Talimat 1: Lütfen aşağıdaki kayıtlarda "pad in the photo above." ifadesini içeren satırdan kayıtların sonuna kadar olan satırları, iki uç da dahil olmak üzere, aynen tekrar yaz.

--

Elzem olan, yapılması gereken şey şu: Bir ulaşımı güvenli kılmak, iki ücretsiz kılmak zorundasınız. Yer üzerindeki ulaşımın biz güvenli olmadığını düşünüyoruz. Örneğin bizim yerel yönetimler manifestomuzda ulaşımın mümkün olduğunca yer altına çekilmesi var. Aslında bu konuya değinmeniz çok iyi oldu. Örneğin 10 Mart’ta Marmaray projesinin 2. etabı açılacak. Şimdi bakın Birleşik Taşımacılık Çalışanları Sendikası bir açıklama yaptı. Herkesin buna dikkat etmesi gerektiğini düşünüyorum. 10 Mart’ta açılacak hatta bir kaza olursa; bunun nedenini biz kaza olmadan söyleyelim. Birincisi seçim şovlarında erken açılıyor. İkincisi yanlış hatırlamıyorsam 90’a yakın İŞKUR üzerinden makinist yeterli deneyim ve tecrübesi olmadan işe alınıyor. Üçüncüsü aynı zemin üzerinde iki farklı hat var. Biliyorsunuz kazaların en büyük nedeni makasların insan eliyle yürütülmesi dışında yeteri kadar dikkat edilmemesi az insan çalıştırıldığı için; sinyalizasyonun kısa mesafede tutulması. Bu şu demek; “Ben erkenden seçim şovu yapayım, erken açayım; insanlar ölürse ölsün. Sonra deriz ki bizim hatamız yok, suçu makiniste atarız”. Daha önceki kazalarda bu oldu. Megabüs, metrobüs daha açık bu kazalara. Bunun yerine biz ulaşımı ücretsiz yapalım, yeraltına çekelim; güvenli olsun. İBB’nin bütçesinin yüzde 1’i ulaşıma ayrılsa, İstanbul halkı akbil parası ödemek zorunda kalmayacak. Yetersiz bakiye olmayacak.
Biz ücretsiz ulaşım vaat etmiyoruz. Ücretsiz ulaşım mümkündür ve haktır diyoruz. İBB’nin yüzde 1’lik bütçesi buna ayrılsa kimse akbile para ödemek zorunda kalmayacak diyoruz. Bizim bunu söylememiz aynı zamanda bir görev; İBB’nin yapması gereken de bir şey. O yüzden iki sağ ittifakın projelerine halkımız inanmasın ve kanmasın. Projeler niyetine İstanbul’u yaşanmaz bir kent haline getirdiler, hem de emekçileri İstanbul dışına attılar, açlığa ve yoksulluğa mahkûm ettiler. Bu yetmiyormuş gibi ücret alınmaması gereken şeylerden pahalıya belediyecilik “hizmetleri” görmeye çalışıyorlar. Bu da halkımızın yoksulluğunu kat be kat arttırıyor. Oy verirken bunlara dikkat etmeliler.
Halkın malını halka bedava vereceğiz. Erdoğan’la aramızdaki fark bu…
Sadece İstanbul’da değil Türkiye’nin her yerinde mümkün bu. Sosyalist belediyelerde kaynakların halk için kullanılmaya çalışıldığı belediyelerde ücretsiz ulaşım da, konut da mümkün.

--

Talimat 2: Metne göre İBB bütçesinin yüzde kaçı ulaşıma ayrılırsa İstanbul halkı akbil parası ödemek zorunda kalmaz?

Saklanan veriler:
--

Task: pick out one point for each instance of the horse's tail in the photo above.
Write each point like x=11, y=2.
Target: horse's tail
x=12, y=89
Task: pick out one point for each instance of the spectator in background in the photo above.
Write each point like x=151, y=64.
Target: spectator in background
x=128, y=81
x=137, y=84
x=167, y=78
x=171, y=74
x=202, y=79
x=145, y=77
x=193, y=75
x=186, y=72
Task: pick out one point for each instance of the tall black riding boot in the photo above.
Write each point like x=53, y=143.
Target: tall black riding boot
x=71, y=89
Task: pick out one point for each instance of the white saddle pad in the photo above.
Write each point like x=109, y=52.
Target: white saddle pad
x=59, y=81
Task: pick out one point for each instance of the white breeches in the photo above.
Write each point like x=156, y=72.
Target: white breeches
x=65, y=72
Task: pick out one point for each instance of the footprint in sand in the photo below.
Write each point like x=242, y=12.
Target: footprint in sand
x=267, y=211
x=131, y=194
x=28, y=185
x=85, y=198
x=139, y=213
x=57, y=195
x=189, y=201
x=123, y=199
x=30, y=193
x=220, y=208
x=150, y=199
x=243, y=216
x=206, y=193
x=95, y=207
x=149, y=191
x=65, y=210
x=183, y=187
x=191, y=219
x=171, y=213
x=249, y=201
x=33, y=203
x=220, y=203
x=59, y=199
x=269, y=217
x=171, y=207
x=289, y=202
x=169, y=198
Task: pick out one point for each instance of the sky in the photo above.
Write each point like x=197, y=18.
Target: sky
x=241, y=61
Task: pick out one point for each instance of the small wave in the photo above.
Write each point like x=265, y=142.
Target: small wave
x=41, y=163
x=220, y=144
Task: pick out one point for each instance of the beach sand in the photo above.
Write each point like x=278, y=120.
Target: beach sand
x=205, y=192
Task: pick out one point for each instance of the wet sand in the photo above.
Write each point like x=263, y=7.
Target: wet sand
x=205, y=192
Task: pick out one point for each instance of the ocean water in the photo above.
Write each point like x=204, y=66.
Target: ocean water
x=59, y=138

--

Görev Sonucu 1:
Task: pick out one point for each instance of the white saddle pad in the photo above.
Write each point like x=109, y=52.
Target: white saddle pad
x=59, y=81
Task: pick out one point for each instance of the white breeches in the photo above.
Write each point like x=156, y=72.
Target: white breeches
x=65, y=72
Task: pick out one point for each instance of the footprint in sand in the photo below.
Write each point like x=242, y=12.
Target: footprint in sand
x=267, y=211
x=131, y=194
x=28, y=185
x=85, y=198
x=139, y=213
x=57, y=195
x=189, y=201
x=123, y=199
x=30, y=193
x=220, y=208
x=150, y=199
x=243, y=216
x=206, y=193
x=95, y=207
x=149, y=191
x=65, y=210
x=183, y=187
x=191, y=219
x=171, y=213
x=249, y=201
x=33, y=203
x=220, y=203
x=59, y=199
x=269, y=217
x=171, y=207
x=289, y=202
x=169, y=198
Task: pick out one point for each instance of the sky in the photo above.
Write each point like x=197, y=18.
Target: sky
x=241, y=61
Task: pick out one point for each instance of the small wave in the photo above.
Write each point like x=265, y=142.
Target: small wave
x=41, y=163
x=220, y=144
Task: pick out one point for each instance of the beach sand in the photo above.
Write each point like x=278, y=120.
Target: beach sand
x=205, y=192
Task: pick out one point for each instance of the wet sand in the photo above.
Write each point like x=263, y=7.
Target: wet sand
x=205, y=192
Task: pick out one point for each instance of the ocean water in the photo above.
Write each point like x=204, y=66.
Target: ocean water
x=59, y=138

Görev Sonucu 2: Yüzde 1'i.